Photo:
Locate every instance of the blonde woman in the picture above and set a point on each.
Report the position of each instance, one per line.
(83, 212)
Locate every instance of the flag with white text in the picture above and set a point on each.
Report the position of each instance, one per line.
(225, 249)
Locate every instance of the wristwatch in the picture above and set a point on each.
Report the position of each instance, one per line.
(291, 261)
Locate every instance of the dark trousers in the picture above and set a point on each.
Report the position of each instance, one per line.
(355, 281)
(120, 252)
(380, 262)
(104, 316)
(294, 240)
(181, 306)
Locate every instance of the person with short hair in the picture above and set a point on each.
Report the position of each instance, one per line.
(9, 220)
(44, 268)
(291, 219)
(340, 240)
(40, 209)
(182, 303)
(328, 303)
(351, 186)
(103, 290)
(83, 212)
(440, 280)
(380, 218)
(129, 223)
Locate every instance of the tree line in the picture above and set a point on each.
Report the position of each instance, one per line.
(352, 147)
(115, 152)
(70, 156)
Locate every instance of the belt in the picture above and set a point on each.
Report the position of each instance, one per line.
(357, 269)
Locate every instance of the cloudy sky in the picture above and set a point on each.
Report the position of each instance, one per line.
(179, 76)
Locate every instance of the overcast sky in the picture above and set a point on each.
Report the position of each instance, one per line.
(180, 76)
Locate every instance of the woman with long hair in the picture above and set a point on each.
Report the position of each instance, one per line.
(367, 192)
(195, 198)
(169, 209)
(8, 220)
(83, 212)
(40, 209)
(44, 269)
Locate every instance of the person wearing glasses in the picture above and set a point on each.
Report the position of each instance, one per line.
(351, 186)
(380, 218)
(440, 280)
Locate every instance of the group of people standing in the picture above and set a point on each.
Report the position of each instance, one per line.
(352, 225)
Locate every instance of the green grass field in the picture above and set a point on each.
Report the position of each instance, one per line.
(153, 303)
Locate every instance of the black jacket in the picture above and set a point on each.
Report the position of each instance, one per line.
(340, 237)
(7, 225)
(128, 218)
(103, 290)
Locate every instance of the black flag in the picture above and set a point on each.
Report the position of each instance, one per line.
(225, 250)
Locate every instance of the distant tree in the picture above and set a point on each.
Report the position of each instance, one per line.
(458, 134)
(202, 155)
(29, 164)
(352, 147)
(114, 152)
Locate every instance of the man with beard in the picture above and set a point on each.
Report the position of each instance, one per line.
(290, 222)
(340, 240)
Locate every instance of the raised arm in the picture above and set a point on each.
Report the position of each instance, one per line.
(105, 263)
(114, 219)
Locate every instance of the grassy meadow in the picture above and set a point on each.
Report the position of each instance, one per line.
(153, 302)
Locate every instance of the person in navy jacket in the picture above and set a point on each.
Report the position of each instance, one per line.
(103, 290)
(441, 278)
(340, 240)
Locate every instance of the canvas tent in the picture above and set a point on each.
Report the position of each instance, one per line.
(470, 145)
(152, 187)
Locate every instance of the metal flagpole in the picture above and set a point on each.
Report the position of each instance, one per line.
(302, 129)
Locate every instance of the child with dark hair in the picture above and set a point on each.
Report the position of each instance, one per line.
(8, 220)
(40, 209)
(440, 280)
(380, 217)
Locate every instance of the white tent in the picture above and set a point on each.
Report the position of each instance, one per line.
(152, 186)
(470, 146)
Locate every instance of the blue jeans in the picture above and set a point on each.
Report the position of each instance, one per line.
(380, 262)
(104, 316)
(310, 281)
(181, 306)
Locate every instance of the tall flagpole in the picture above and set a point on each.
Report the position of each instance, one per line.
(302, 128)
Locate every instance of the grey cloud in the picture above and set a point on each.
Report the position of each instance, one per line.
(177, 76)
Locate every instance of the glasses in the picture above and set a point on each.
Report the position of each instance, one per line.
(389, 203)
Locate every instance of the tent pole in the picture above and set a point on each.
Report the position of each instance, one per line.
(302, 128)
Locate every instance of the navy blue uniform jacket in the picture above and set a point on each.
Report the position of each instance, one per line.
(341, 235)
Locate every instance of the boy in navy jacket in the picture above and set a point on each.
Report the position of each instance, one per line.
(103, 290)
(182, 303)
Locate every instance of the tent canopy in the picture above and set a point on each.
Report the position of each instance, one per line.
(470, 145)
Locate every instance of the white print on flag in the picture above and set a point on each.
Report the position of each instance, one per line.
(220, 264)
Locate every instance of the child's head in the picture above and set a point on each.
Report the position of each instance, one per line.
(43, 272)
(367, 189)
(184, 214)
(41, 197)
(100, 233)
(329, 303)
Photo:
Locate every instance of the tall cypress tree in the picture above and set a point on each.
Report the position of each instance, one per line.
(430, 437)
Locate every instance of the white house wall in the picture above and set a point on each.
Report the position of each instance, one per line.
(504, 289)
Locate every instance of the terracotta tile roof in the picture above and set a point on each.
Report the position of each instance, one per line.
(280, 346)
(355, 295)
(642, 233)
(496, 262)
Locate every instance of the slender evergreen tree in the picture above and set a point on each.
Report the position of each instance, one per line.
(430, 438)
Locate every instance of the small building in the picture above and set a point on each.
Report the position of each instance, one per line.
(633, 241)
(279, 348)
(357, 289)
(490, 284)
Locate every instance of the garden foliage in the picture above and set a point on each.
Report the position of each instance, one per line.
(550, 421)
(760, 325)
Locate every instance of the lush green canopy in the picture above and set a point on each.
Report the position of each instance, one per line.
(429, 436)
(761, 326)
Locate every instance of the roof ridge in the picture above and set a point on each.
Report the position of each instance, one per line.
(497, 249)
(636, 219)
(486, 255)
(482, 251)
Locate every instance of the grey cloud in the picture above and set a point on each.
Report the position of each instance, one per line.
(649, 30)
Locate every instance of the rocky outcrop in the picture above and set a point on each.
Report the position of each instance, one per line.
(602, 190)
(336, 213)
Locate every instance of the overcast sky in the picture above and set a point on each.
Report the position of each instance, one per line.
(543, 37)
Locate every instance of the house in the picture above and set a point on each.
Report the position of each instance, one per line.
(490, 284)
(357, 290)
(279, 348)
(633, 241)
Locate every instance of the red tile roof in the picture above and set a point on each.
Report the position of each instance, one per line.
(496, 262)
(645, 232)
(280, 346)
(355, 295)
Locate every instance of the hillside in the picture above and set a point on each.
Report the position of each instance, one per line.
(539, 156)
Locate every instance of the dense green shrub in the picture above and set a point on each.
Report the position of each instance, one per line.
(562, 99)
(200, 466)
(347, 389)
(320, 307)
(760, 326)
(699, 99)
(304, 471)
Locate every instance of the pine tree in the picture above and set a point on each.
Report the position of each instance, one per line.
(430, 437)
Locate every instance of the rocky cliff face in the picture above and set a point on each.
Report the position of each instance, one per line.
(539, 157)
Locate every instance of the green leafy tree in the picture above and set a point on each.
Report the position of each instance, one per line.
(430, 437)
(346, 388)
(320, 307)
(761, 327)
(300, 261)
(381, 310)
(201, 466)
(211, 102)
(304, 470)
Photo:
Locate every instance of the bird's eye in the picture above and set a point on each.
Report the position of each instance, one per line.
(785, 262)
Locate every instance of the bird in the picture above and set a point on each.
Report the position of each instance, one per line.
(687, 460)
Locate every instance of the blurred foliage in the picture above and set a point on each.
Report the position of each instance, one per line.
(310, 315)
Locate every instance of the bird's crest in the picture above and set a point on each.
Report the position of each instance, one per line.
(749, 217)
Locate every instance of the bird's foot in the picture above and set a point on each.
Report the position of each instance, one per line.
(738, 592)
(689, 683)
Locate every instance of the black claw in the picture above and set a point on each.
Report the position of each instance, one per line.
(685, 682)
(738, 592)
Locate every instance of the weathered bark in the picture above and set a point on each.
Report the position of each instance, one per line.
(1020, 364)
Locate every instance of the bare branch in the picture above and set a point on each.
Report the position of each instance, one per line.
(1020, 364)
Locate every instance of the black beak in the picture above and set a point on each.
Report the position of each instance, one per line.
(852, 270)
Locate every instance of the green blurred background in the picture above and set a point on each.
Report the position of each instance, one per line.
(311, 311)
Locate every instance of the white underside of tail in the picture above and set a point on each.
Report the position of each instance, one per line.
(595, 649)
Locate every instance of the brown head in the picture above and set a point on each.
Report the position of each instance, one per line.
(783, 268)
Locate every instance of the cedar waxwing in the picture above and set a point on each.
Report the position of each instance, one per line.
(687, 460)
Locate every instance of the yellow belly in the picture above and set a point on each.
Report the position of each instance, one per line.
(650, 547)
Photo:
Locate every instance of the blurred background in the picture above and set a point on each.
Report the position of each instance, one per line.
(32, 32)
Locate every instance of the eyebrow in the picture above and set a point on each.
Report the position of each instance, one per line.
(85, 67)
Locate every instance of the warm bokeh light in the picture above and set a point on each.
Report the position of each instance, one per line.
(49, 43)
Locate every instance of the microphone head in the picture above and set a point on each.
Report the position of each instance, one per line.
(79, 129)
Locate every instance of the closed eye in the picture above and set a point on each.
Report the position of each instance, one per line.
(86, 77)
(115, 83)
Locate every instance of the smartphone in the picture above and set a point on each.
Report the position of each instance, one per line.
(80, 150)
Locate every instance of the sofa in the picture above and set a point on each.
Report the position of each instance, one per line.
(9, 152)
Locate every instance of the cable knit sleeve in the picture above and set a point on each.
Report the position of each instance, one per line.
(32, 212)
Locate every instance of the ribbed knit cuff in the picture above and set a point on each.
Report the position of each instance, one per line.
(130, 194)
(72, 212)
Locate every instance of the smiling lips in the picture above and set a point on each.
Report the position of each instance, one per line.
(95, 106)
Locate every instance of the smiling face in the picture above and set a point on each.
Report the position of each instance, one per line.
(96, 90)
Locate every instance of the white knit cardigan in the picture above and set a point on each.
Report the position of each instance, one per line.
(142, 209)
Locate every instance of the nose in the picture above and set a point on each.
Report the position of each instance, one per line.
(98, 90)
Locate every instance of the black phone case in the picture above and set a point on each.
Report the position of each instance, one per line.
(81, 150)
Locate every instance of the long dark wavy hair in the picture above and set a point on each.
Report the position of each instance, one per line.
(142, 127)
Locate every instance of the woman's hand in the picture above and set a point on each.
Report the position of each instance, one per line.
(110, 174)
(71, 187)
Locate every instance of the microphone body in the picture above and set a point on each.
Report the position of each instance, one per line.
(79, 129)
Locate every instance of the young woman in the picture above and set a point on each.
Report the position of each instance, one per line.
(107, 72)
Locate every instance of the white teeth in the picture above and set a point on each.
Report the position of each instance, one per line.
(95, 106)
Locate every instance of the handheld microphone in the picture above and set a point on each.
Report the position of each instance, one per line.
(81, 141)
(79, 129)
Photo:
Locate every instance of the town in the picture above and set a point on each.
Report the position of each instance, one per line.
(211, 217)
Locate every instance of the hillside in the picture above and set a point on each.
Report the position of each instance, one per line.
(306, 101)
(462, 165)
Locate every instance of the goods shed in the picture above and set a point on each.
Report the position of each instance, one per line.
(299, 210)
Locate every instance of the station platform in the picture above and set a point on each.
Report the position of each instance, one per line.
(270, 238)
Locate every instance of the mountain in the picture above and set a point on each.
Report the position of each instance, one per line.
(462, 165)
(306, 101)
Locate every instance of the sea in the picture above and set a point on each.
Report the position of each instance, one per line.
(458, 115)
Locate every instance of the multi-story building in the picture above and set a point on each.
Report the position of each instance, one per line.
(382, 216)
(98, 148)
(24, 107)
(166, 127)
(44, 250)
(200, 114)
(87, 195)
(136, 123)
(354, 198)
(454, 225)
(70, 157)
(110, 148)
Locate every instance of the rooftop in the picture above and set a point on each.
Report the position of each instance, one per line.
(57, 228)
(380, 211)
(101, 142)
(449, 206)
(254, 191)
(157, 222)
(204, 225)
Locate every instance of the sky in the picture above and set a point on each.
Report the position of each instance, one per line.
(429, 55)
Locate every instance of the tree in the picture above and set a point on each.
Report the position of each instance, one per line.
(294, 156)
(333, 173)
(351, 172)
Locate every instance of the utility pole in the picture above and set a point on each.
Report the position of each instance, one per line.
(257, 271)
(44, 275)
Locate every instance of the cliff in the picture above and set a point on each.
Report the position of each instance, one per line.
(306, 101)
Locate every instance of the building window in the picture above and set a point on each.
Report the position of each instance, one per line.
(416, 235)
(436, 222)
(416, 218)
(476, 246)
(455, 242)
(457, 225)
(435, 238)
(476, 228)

__Aim of the task__
In the listing above, find each line where "cliff" occurs and copy it.

__Task output__
Locate every instance of the rocky cliff face in the picture above and set a point on each.
Locate every instance of the cliff in the picture above and set a point on each.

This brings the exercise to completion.